Output, word for word, every line from the line with "hoof in the photo above." through the final line of the data below.

-- start of EXERCISE DATA --

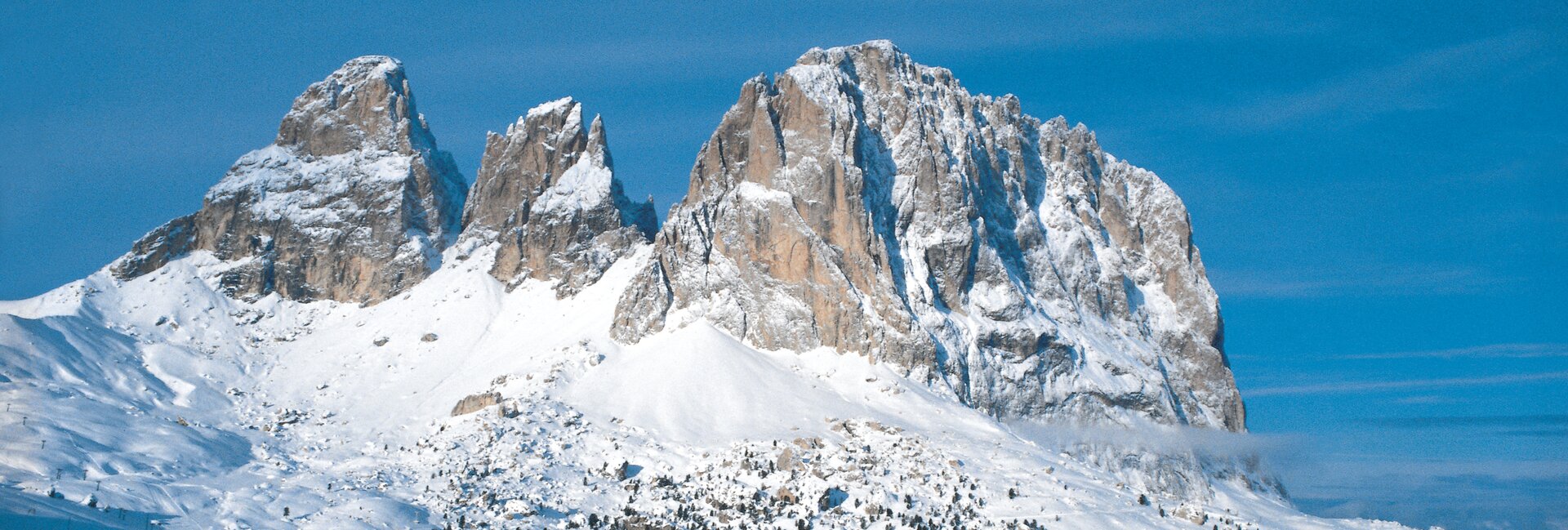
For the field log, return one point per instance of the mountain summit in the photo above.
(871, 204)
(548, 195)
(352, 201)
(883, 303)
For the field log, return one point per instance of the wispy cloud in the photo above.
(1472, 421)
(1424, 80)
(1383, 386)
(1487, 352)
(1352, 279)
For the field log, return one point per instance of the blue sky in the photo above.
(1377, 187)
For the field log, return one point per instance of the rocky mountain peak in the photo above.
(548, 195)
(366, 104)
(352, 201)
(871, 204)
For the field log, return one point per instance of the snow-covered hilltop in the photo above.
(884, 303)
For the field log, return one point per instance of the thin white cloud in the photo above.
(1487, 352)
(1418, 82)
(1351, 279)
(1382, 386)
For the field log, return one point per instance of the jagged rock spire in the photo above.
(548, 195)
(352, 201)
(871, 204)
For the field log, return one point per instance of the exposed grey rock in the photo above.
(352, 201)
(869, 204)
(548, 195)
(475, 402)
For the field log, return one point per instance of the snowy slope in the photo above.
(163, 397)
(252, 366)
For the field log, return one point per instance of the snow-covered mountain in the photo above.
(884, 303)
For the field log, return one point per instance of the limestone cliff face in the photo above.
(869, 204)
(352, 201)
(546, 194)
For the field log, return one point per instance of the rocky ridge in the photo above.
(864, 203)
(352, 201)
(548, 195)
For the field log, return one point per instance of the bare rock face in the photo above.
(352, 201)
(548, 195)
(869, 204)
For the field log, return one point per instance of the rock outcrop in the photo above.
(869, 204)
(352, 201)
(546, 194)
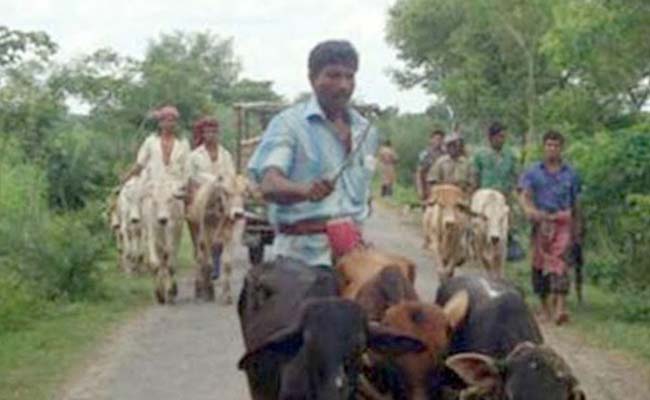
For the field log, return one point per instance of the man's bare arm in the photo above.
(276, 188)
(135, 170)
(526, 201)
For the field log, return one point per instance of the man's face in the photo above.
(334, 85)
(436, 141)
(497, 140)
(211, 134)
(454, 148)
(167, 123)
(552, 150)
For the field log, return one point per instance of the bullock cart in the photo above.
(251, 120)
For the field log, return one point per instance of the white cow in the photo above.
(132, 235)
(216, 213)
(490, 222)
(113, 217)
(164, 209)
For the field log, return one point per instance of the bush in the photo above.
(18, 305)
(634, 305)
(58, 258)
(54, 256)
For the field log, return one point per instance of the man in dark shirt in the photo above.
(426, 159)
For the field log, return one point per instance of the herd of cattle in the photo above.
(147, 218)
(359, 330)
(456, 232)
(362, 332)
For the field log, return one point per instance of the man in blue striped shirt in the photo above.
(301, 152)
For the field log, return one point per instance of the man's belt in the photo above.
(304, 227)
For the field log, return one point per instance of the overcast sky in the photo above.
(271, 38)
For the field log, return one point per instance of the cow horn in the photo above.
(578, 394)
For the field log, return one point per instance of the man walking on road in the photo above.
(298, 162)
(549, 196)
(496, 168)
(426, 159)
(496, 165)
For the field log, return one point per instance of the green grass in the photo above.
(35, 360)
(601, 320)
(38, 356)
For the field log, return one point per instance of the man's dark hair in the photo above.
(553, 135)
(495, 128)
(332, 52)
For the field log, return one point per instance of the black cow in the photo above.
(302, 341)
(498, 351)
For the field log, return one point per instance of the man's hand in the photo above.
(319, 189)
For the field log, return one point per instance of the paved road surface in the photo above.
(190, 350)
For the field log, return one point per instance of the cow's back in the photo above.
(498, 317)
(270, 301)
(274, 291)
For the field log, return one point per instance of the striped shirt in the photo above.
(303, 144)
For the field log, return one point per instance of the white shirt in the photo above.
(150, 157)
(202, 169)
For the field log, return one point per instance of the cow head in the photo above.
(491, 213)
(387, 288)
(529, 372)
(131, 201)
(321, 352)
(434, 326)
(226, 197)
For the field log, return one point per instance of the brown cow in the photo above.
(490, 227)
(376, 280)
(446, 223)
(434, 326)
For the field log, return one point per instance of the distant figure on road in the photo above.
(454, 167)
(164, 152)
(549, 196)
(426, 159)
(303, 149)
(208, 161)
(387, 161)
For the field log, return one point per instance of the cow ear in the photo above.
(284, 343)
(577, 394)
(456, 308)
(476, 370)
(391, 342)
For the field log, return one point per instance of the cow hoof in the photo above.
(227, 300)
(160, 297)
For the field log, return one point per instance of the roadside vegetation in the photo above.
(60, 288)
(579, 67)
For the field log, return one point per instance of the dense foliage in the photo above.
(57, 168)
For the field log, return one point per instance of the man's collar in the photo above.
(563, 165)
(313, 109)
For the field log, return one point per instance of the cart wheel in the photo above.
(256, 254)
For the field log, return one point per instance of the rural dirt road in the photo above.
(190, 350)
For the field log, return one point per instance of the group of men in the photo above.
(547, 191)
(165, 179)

-- end of EXERCISE DATA --

EXERCISE SOLUTION
For the field log, return one point per instance of the cow hoof in the photo above.
(227, 300)
(160, 297)
For the field log, return one point per instance of the roadside vegetation in the photo above.
(60, 288)
(579, 67)
For the field log, return one point per instance of the dense foliage in the photo above.
(57, 168)
For the field log, return one point per instance of the man's collar in the photo above.
(563, 165)
(313, 109)
For the field log, return one point per instance of the cart wheel in the photo above.
(256, 254)
For the field log, return one point per instance of the rural dirt road in the photo above.
(190, 350)
For the field log, return one point per instance of the group of men in the photo above.
(547, 191)
(165, 179)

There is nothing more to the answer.